Challenge 1
In the text on chip resolution, which standard, also known as CCIP-read, is used to fetch off-chain data?

═════ Text section

Understanding Chip Resolution

Problem and Purpose

A core feature of ERS is that all chips should be able to resolve to a service, whether IPFS based app or a standard web app. In order to reliably resolve we need to be able to:

1. Verify the chip has been correctly enrolled in ERS
2. Be able to return a service address for the chip

Step 2 is relatively easy, since an service address is a small amount of data it can be stored on-chain and managed through our ServiceRegistry. Step 1 however presents some challenges due to the amount of data required to be able to prove a chip has been validly enrolled in ERS. In order to validate enrollment in ERS we must provide the following information:

• Project Merkle leaf data
  • Merkle leaf index
  • chipId
  • enrollmentId
  • lockinPeriod
  • serviceId
  • tokenUri
• Project Merkle Proof
• TSM Certificate
• Custody Proof
• Project Merkle leaf data
  • Merkle leaf index
  • enrollmentId
  • chipId
• Manufacturer Merkle Proof

Storing all this information on-chain would be prohibitively expensive so we need to store it somewhere off-chain and be able to trust that we're getting the correct data to verify the chip is correctly enrolled.

Fetching Off-Chain Data

In order to fetch off-chain data we use the EIP-3668 standard (opens in a new tab), also known as CCIP-read. For a more general explainer of CCIP-read we encourage you to read the standard, but here we'll provide the series of steps as tailored to the ERS protocol:

1. User requests chip resolution via a EIP-3668 enabled client, by passing in chipId
2. Client takes chipId and passes to resolveChipId on the ChipRegistry
3. Assuming chip hasn't been claimed, the OffChainLookup error is thrown returning an array of gateways to check for validation data, params to call the gateway with, and a callback function on the smart contract
4. Client calls one or multiple gateways from the returned array with the provided params
5. Gateway returns all data to the client encoded into bytes, see Appendix for structure of data, which is then validated and used to return the correct Service Records
6. Client calls the callback function (resolveUnclaimedChip) and receives an array of Service Records it can redirect to
7. Client either redirects or offers the user a choice of services to redirect to

The above represents the general flow, the following sections will highlight what to expect depending on the state of the chip within ERS.

Resolution States

There are 4 main resolution states a chip can be in:

1. Claimed
2. Unclaimed - Enrolled in a Project
3. Unclaimed - Enrolled by a Manufacturer
4. Unenrolled

Claimed

When a chip has already been claimed resolution is easy and does not require the full CCIP-read flow. Instead, in Step 3 the client will return an array Service Records associated with the primary service set for the chip, instead of erroring out, thus not invoking the call to the gateway.

Unclaimed - Enrolled in a Project

When a chip hasn't been claimed but has been enrolled in a project the full CCIP-read flow will play out behind the scenes. The gateway will return an array of potentially valid data blobs which are iterated over until a valid blob is found. From this we can get the intended initial primary service for the chip which we can use to return an array of Service Records to the client.

Unclaimed - Enrolled by a Manufacturer

When a chip hasn't been enrolled in a project it should still be enrolled by a manufacturer if it is a part of the system. In this case there will only be a valid data blob for the Manufacturer Merkle tree which allows us to validate it's enrollment in the system and thus the protocol returns the Manufacturer's bootloader app.

══════════
═════ Raw records

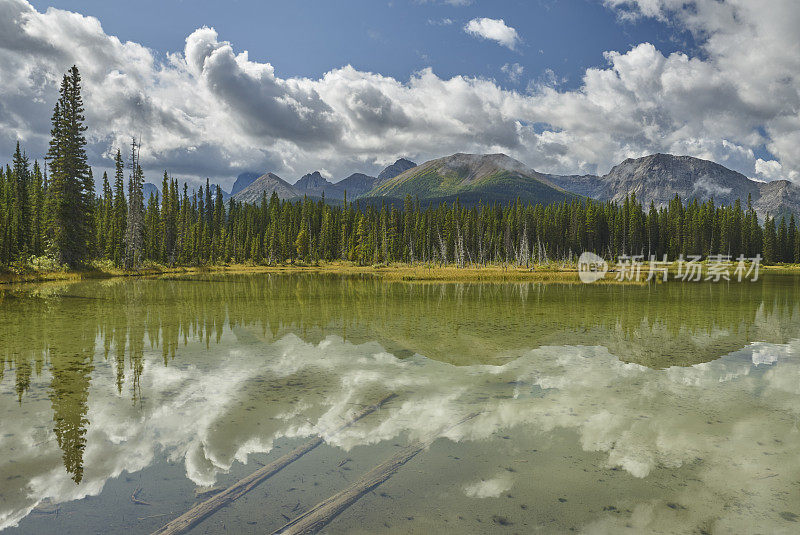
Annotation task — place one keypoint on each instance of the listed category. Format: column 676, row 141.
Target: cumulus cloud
column 210, row 110
column 513, row 71
column 494, row 30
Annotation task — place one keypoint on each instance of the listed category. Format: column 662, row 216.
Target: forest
column 52, row 211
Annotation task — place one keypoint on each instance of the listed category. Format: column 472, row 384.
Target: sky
column 576, row 86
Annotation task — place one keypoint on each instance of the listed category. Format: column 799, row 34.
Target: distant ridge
column 472, row 178
column 242, row 181
column 657, row 178
column 266, row 184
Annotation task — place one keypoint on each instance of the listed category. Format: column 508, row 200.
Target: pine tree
column 70, row 189
column 134, row 233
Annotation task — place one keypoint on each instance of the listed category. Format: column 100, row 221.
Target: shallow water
column 664, row 408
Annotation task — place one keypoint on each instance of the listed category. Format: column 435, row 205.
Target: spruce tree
column 70, row 189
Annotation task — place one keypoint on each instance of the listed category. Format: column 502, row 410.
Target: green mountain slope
column 470, row 178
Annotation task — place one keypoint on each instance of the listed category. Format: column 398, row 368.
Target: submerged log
column 321, row 514
column 203, row 510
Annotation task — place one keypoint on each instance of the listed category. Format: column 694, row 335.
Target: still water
column 669, row 408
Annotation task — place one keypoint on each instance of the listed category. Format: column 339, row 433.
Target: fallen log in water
column 205, row 509
column 321, row 514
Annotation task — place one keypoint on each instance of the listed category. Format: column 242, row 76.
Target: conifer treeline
column 64, row 219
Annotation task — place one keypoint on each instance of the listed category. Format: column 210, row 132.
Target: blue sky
column 308, row 38
column 576, row 86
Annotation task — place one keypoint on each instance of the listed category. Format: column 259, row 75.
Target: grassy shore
column 551, row 272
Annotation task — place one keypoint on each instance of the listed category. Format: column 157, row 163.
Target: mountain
column 395, row 169
column 356, row 184
column 242, row 181
column 267, row 184
column 314, row 185
column 470, row 178
column 312, row 181
column 659, row 177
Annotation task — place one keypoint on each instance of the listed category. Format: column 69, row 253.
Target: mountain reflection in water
column 103, row 377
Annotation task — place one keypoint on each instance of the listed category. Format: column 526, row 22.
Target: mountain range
column 471, row 178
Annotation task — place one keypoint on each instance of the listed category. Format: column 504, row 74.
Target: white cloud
column 489, row 488
column 209, row 110
column 513, row 71
column 769, row 169
column 494, row 30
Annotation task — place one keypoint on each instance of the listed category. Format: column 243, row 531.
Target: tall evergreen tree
column 70, row 196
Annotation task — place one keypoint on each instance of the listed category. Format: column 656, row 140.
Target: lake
column 592, row 408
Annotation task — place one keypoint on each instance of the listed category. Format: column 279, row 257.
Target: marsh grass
column 43, row 269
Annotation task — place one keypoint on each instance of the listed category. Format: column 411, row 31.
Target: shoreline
column 397, row 272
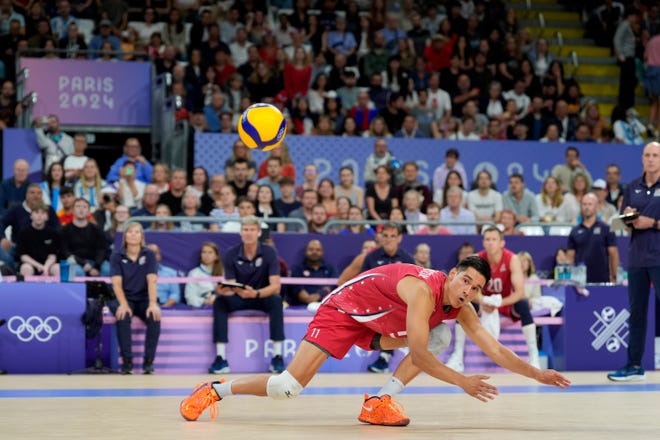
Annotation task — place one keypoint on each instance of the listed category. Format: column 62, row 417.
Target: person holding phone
column 642, row 198
column 256, row 266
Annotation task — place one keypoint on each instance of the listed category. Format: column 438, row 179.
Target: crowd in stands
column 463, row 70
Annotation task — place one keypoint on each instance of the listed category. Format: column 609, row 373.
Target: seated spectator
column 318, row 220
column 422, row 255
column 132, row 152
column 313, row 266
column 261, row 292
column 38, row 245
column 226, row 210
column 203, row 293
column 74, row 162
column 65, row 214
column 161, row 177
column 52, row 185
column 130, row 190
column 90, row 184
column 190, row 204
column 412, row 202
column 169, row 294
column 54, row 143
column 158, row 224
column 287, row 203
column 484, row 201
column 347, row 187
column 173, row 197
column 454, row 212
column 552, row 205
column 85, row 242
column 433, row 215
column 13, row 189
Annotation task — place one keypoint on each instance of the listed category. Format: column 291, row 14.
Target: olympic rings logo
column 34, row 328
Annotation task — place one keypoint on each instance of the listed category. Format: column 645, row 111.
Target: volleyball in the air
column 262, row 126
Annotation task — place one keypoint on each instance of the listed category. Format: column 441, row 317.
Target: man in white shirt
column 485, row 202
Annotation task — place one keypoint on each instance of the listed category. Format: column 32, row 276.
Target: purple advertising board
column 595, row 333
column 82, row 92
column 44, row 332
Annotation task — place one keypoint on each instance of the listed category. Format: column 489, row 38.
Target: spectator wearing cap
column 104, row 36
column 605, row 211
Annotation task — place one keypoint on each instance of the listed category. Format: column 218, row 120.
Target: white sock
column 223, row 389
column 459, row 341
column 392, row 387
column 277, row 348
column 530, row 337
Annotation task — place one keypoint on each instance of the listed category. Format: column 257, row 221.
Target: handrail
column 334, row 222
column 208, row 219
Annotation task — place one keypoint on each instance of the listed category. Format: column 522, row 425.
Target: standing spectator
column 13, row 189
column 451, row 164
column 85, row 242
column 134, row 276
column 54, row 143
column 203, row 293
column 313, row 266
column 90, row 184
column 174, row 196
column 454, row 212
column 38, row 245
column 132, row 151
column 564, row 173
column 256, row 266
column 389, row 253
column 74, row 162
column 484, row 201
column 592, row 243
column 169, row 294
column 130, row 190
column 520, row 200
column 624, row 49
column 643, row 257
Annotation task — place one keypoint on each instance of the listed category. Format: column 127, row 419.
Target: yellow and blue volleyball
column 262, row 126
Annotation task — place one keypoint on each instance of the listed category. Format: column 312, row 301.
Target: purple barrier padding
column 44, row 333
column 181, row 250
column 82, row 92
column 595, row 331
column 533, row 160
column 20, row 143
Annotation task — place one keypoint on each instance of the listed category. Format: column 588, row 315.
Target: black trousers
column 224, row 305
column 139, row 309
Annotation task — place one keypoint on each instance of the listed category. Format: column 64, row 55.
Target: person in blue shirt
column 134, row 275
column 642, row 196
column 312, row 266
column 389, row 252
column 132, row 152
column 169, row 294
column 256, row 266
column 593, row 244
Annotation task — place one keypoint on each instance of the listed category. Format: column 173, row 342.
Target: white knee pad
column 283, row 386
column 439, row 338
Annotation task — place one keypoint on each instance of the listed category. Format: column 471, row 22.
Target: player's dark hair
column 477, row 263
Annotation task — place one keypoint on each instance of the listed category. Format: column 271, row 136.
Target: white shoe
column 455, row 362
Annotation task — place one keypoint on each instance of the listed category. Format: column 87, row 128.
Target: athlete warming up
column 388, row 307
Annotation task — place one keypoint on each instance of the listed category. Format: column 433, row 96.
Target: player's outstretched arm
column 505, row 357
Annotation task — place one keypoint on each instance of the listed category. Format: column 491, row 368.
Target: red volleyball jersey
column 371, row 298
column 500, row 272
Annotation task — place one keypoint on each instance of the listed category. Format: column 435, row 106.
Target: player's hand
column 154, row 311
column 122, row 311
column 552, row 377
column 477, row 387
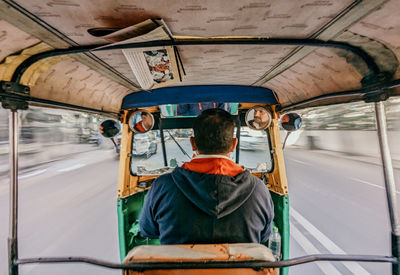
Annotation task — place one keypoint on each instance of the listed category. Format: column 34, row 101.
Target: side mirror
column 109, row 128
column 141, row 121
column 258, row 118
column 290, row 122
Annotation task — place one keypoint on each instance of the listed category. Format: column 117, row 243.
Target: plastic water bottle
column 275, row 243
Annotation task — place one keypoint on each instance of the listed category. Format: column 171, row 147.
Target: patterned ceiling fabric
column 320, row 72
column 317, row 72
column 384, row 27
column 12, row 40
column 295, row 19
column 81, row 84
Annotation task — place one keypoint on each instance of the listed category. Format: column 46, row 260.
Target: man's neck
column 225, row 156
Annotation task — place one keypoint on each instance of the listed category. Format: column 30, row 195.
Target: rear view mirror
column 141, row 121
column 291, row 122
column 109, row 128
column 258, row 118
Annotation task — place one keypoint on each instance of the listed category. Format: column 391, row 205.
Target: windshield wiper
column 180, row 147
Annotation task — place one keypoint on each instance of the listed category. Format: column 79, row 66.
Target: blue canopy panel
column 195, row 94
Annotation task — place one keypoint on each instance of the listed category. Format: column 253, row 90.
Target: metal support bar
column 389, row 181
column 163, row 143
column 13, row 230
column 238, row 137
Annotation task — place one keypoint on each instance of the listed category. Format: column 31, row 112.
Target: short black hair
column 213, row 131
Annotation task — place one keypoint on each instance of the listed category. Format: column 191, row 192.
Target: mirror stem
column 284, row 142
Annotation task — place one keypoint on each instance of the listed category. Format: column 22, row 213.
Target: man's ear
column 234, row 143
column 194, row 147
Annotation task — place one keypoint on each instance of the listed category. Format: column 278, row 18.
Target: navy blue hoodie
column 191, row 207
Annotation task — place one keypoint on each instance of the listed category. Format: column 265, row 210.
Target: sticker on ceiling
column 153, row 67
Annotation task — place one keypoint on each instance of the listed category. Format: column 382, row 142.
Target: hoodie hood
column 216, row 195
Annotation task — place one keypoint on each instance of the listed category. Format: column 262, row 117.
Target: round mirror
column 258, row 118
column 291, row 122
column 109, row 128
column 141, row 121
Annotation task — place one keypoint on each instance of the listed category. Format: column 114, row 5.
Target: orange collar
column 216, row 166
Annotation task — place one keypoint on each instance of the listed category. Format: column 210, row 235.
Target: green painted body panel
column 128, row 228
column 281, row 204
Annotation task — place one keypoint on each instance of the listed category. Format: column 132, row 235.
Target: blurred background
column 68, row 180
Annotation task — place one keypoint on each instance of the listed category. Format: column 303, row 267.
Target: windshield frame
column 181, row 122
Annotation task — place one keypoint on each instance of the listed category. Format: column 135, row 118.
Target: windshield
column 148, row 159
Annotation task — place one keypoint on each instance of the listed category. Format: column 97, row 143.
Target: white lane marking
column 309, row 248
column 73, row 167
column 371, row 184
column 302, row 162
column 31, row 174
column 326, row 242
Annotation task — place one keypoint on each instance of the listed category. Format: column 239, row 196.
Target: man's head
column 261, row 116
column 213, row 132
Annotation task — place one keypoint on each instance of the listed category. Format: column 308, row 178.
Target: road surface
column 68, row 208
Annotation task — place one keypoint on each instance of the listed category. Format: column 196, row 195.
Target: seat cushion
column 200, row 252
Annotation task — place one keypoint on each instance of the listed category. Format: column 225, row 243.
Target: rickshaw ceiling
column 294, row 71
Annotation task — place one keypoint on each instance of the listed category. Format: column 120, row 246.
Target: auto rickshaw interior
column 286, row 55
column 171, row 132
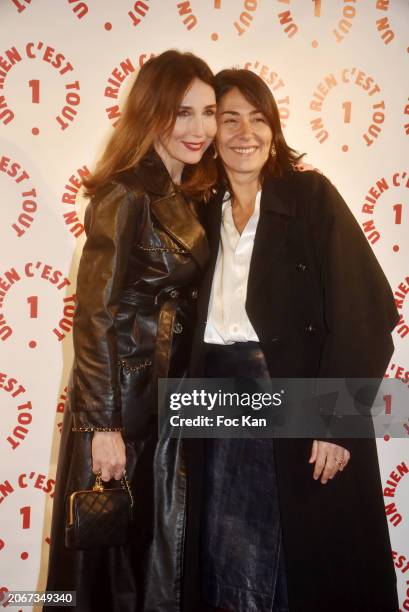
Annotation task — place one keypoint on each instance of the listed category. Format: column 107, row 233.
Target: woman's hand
column 108, row 454
column 329, row 459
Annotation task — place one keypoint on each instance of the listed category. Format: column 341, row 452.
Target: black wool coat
column 321, row 307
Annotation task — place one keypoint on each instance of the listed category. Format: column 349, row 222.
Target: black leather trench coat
column 136, row 303
column 321, row 307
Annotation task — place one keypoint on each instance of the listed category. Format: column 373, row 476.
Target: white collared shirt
column 227, row 320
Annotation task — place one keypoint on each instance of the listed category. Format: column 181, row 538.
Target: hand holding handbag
column 99, row 517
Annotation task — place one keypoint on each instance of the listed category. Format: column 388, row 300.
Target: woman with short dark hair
column 136, row 299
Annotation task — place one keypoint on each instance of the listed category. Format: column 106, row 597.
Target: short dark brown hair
column 256, row 91
column 150, row 110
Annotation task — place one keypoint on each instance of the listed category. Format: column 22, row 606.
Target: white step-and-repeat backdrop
column 339, row 71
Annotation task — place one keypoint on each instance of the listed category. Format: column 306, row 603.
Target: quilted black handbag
column 99, row 517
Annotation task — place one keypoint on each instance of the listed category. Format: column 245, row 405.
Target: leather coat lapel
column 277, row 206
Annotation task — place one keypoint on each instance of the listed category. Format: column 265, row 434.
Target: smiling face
column 194, row 129
column 244, row 137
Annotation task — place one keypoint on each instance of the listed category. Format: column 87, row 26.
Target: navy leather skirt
column 242, row 557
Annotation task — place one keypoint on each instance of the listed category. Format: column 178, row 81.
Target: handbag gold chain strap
column 99, row 486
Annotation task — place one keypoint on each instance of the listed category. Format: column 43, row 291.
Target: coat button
column 178, row 328
column 310, row 329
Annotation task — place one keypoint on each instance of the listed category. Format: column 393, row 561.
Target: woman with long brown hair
column 136, row 295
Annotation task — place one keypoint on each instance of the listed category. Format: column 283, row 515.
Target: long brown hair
column 151, row 110
column 255, row 90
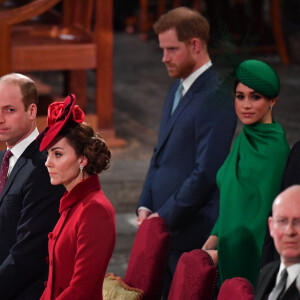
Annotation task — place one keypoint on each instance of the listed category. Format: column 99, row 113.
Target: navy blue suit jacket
column 192, row 145
column 267, row 281
column 28, row 212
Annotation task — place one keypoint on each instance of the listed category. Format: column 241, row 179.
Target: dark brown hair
column 85, row 142
column 187, row 22
column 27, row 87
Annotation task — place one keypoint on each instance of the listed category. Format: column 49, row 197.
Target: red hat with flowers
column 59, row 113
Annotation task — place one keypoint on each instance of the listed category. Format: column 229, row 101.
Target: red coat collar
column 79, row 192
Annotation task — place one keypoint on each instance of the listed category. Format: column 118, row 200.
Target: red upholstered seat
column 236, row 288
column 195, row 277
column 148, row 258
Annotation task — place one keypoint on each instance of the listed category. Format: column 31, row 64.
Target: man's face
column 177, row 56
column 285, row 227
column 15, row 122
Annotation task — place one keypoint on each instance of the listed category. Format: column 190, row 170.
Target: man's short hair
column 27, row 87
column 187, row 22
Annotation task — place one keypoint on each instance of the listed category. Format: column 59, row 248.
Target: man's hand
column 143, row 214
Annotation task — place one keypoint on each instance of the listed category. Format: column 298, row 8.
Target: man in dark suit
column 194, row 138
column 28, row 202
column 285, row 230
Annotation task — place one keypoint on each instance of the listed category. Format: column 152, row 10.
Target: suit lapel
column 172, row 120
column 168, row 120
column 17, row 167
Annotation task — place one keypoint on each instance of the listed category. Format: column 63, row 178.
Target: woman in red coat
column 83, row 239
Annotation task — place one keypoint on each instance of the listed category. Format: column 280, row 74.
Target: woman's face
column 252, row 107
column 63, row 163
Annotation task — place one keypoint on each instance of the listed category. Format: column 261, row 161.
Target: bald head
column 289, row 198
column 285, row 225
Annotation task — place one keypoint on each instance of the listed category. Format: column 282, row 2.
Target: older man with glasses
column 278, row 280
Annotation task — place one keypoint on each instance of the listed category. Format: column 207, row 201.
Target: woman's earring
column 81, row 172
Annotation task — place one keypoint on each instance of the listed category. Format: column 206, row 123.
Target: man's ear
column 32, row 111
column 196, row 45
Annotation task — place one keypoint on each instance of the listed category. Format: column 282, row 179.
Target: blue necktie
column 280, row 287
column 177, row 97
column 4, row 169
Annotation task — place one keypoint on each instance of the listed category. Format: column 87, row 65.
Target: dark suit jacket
column 267, row 281
column 192, row 145
column 28, row 212
column 290, row 177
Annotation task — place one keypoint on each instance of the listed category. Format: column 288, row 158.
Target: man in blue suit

══════════

Challenge 2
In the records, rewrite the lines starting at the one containing "303, row 267." and ending at the one containing "column 148, row 159", with "windshield" replaced by "windscreen" and everything else unchanged.

Problem solution 1
EIP-3668

Problem solution 2
Annotation task — place one keypoint on each instance of the listed category. Format: column 303, row 267.
Target: windscreen frame
column 181, row 122
Annotation task — place one keypoint on each instance of the listed category. Format: column 135, row 118.
Target: windscreen
column 148, row 159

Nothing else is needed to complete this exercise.